* EXCERPTED TEXT:
________________
Here, all the categorical columns have been encoded. The column 'property_Area' has values 0,1 and 2. One hot encoding is performed on this to form columns - Urban, Semiurban and Rural

## Feature Engineering

**One hot encoding on train dataset**

In [None]:
df['property_Area_str'] = df['property_Area'].map({0: 'Urban', 1: 'Rural', 2: 'Semiurban'})

# One-hot encode the string versions, keep original, and convert True/False to int
df_ohe = pd.get_dummies(df[['property_Area_str']], prefix=['property_Area'])
df_ohe = df_ohe.astype(int)  # Convert True/False to 1/0

# Join the one-hot encoded columns back
df = pd.concat([df, df_ohe], axis=1)

In [None]:
df.head()

**One hot encoding on test dataset**

In [None]:
dt['property_Area_str'] = dt['property_Area'].map({0: 'Urban', 1: 'Rural', 2: 'Semiurban'})

dt_ohe = pd.get_dummies(dt[['property_Area_str']], prefix=['property_Area'])
dt_ohe = dt_ohe.astype(int)

dt = pd.concat([dt, dt_ohe], axis=1)

In [None]:
dt.head()

**Removing the str columns from the train and test dataframes**

In [None]:
df=df.drop(columns=["property_Area_str"])
dt=dt.drop(columns=["property_Area_str"])

**Computing correlation between all features**

In [None]:
corr_matrix=df.corr()
plt.figure(figsize=(12,10))
sns.heatmap(corr_matrix, annot=True, cmap='rocket', fmt=".2f")
plt.title("Correlation Matrix of All Numeric Features")
plt.show()

**Computing correlation between the target Loan_Status and all columns**

In [None]:
loan_status_corr = corr_matrix['Loan_Status'].sort_values(ascending=False)
loan_status_corr

**Removing 'property_Area' col from both train and test dataset as it has negligible correlation(lesser than its one hot encoded columns)**

In [None]:
df=df.drop(columns=["property_Area"])
dt=dt.drop(columns=["property_Area"])

**Adding new features like Total Income, Loan to Income Ratio, EMI and Balance Income to both the train and test dataframes**

In [None]:
#Feature Engineering on train dataframe
df['Total_Income'] = df['ApplicantIncome'] + df['CoapplicantIncome']
df['Loan_Income_Ratio'] = df['LoanAmount'] / df['Total_Income']
df['EMI'] = df['LoanAmount'] / df['Loan_Amount_Term']
df['Balance_Income'] = df['Total_Income'] - df['EMI']

In [None]:
#Feature Engineering on test dataframe
dt['Total_Income'] = dt['ApplicantIncome'] + dt['CoapplicantIncome']
dt['Loan_Income_Ratio'] = dt['LoanAmount'] / dt['Total_Income']
dt['EMI'] = dt['LoanAmount'] / dt['Loan_Amount_Term']
dt['Balance_Income'] = dt['Total_Income'] - dt['EMI']

**Correlation calculation after adding new columns**

In [None]:
corr_matrix=df.corr()
________________
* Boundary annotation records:

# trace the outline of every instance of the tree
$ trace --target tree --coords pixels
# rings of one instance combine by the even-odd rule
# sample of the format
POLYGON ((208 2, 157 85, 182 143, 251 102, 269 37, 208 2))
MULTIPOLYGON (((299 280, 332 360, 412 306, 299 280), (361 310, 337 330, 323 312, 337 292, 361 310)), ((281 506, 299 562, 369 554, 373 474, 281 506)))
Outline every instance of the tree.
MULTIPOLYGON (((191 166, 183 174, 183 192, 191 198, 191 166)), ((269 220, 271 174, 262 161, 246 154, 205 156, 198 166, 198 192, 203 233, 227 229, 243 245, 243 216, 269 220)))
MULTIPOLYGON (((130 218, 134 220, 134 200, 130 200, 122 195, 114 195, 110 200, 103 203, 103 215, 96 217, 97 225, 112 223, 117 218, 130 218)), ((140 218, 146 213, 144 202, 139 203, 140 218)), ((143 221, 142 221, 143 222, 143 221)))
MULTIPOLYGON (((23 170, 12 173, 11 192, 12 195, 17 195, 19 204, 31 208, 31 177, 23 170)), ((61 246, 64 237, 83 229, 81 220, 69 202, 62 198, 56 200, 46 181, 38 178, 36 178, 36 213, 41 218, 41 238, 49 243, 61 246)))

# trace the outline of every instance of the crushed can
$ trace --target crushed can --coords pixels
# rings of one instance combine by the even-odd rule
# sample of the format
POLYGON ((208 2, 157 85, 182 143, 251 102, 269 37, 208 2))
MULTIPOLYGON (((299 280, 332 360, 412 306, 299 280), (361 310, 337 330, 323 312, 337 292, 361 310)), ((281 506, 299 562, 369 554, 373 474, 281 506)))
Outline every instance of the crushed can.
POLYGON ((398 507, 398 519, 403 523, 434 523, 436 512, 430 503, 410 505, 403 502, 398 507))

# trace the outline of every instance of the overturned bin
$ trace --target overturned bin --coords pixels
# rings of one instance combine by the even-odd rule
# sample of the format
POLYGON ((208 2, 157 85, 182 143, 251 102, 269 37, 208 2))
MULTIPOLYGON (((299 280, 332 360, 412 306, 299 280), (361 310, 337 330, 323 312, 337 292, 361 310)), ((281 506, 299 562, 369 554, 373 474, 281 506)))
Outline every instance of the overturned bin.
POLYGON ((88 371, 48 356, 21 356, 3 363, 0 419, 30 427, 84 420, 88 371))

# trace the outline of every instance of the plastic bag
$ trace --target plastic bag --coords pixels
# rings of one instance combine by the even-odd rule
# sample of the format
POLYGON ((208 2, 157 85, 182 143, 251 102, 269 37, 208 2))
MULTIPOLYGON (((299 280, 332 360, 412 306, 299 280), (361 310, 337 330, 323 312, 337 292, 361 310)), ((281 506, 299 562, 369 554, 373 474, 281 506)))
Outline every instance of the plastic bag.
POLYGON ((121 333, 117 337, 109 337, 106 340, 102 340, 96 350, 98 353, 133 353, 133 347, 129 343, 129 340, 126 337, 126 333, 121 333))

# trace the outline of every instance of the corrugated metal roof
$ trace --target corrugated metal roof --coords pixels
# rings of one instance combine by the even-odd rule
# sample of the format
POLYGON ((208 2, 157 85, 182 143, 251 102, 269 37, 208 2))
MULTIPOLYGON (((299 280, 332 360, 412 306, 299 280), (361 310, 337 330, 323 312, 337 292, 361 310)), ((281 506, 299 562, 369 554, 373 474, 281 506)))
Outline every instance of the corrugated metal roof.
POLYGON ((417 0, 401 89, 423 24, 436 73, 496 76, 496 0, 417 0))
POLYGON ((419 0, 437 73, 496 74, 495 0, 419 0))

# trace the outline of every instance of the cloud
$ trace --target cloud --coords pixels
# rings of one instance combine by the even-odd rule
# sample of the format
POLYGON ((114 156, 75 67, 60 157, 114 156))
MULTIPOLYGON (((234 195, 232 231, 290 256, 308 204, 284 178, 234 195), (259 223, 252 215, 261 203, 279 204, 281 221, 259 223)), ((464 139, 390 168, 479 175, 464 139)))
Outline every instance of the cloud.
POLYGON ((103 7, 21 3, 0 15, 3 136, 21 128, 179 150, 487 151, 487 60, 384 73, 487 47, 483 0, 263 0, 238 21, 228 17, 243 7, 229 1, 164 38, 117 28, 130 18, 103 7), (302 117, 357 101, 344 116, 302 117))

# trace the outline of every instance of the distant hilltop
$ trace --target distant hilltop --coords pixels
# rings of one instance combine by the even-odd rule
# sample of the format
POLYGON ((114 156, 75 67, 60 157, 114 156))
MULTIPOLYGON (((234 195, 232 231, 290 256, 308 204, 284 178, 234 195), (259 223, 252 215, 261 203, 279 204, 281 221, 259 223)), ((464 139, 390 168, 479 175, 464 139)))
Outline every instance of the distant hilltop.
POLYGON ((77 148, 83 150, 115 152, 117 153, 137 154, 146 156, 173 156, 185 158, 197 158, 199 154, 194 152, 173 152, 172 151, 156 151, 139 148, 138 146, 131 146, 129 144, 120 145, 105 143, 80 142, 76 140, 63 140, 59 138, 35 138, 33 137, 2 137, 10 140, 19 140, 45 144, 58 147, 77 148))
________________
* TO-DO LIST:
[A] Transcribe the feature-engineering excerpt between "## Feature Engineering" and "pd.concat([df, df_ohe], axis=1)", inclusive.
[B] List the names of all new columns that the feature-engineering excerpt's code computes from income and loan figures and adds to the train dataframe.
Rely only on the feature-engineering excerpt to answer.

* TASK RESPONSES:
[A]
## Feature Engineering

**One hot encoding on train dataset**

In [None]:
df['property_Area_str'] = df['property_Area'].map({0: 'Urban', 1: 'Rural', 2: 'Semiurban'})

# One-hot encode the string versions, keep original, and convert True/False to int
df_ohe = pd.get_dummies(df[['property_Area_str']], prefix=['property_Area'])
df_ohe = df_ohe.astype(int)  # Convert True/False to 1/0

# Join the one-hot encoded columns back
df = pd.concat([df, df_ohe], axis=1)

[B] Total_Income, Loan_Income_Ratio, EMI, Balance_Income